Extrait à lire:
L’annonce avait eu l’effet d’un coup de tonnerre dans le ciel habituellement dégagé du football vaudois. Le 8 juillet passé, le dernier-né des clubs lausannois annonçait avec fracas l’arrivée de l’ex-international helvétique Blaise Nkufo (34 sélections, 7 buts) à la tête de sa première équipe.
Huit mois plus tard, loin des remous médiatiques engendrés par son intronisation, Blaise Nkufo et son staff s’en sont allés par la petite porte. Enquête sur les raisons d’un fiasco, qui semble dissimuler un mal beaucoup plus profond au cœur du club de la capitale vaudoise.
Résultats sportifs contrastés
La promotion en 4ème ligue obtenue d’extrême justesse au printemps 2023 augurait une trajectoire linéaire pour le club fondé et présidé par le fantasque Mario Marques. Le bilan de ce premier tour, bien qu’honorable (l’équipe est actuellement classée à la 5ème place du groupe 6), ne s’inscrit cependant pas exactement dans la lignée des ambitions démesurées de son propriétaire. Si son équipe se distingue à l’heure actuelle, c’est d’abord par le nombre impressionnant de joueurs et d’entraîneurs qui s’y sont succédés. Au total, près d’une soixantaine de licenciés et pas moins de 5 techniciens se sont relayés à ce jour sous les couleurs blanc et azur du club de la Palestre depuis août 2022.

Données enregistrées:
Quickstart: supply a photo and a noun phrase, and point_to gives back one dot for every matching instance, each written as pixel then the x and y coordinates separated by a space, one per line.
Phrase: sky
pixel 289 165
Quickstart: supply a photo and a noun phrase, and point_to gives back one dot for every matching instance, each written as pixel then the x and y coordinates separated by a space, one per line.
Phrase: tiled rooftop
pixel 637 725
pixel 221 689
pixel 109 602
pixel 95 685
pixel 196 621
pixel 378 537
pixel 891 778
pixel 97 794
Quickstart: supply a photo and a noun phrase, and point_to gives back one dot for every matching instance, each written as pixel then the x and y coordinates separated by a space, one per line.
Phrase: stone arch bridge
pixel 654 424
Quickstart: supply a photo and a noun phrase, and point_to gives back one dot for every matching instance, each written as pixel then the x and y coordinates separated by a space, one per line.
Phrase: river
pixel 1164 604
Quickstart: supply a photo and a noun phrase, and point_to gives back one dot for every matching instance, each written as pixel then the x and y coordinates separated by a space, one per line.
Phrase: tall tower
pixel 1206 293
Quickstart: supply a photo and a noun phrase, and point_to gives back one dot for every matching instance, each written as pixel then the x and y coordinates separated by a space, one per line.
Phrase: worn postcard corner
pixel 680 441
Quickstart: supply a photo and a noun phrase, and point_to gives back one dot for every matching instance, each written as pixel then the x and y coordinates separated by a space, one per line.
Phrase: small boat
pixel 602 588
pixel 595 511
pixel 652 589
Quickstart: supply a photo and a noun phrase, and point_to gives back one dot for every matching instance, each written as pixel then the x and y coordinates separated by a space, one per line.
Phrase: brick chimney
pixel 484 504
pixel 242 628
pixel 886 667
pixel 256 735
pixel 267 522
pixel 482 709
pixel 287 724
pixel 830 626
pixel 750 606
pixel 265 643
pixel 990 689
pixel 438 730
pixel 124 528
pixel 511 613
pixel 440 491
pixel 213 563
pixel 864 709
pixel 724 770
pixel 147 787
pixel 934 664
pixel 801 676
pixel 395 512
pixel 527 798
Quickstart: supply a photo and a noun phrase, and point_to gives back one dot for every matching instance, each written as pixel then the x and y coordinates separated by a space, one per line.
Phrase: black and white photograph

Série d'exercices:
1 > D'après l'extrait à lire, combien de sélections en équipe nationale Blaise Nkufo compte-t-il ?
2 > Reprenez le passage de l'extrait à lire qui va de "Huit mois plus" jusqu'à "la capitale vaudoise." inclus, en remplaçant "staff" par "équipe technique".
3 > Dans l'extrait à lire, relevez toutes les dates du calendrier citées (jour, mois, saison ou année).

Corrigé:
1 > 34 sélections.

2 >
Huit mois plus tard, loin des remous médiatiques engendrés par son intronisation, Blaise Nkufo et son équipe technique s’en sont allés par la petite porte. Enquête sur les raisons d’un fiasco, qui semble dissimuler un mal beaucoup plus profond au cœur du club de la capitale vaudoise.

3 > Le 8 juillet, le printemps 2023, août 2022.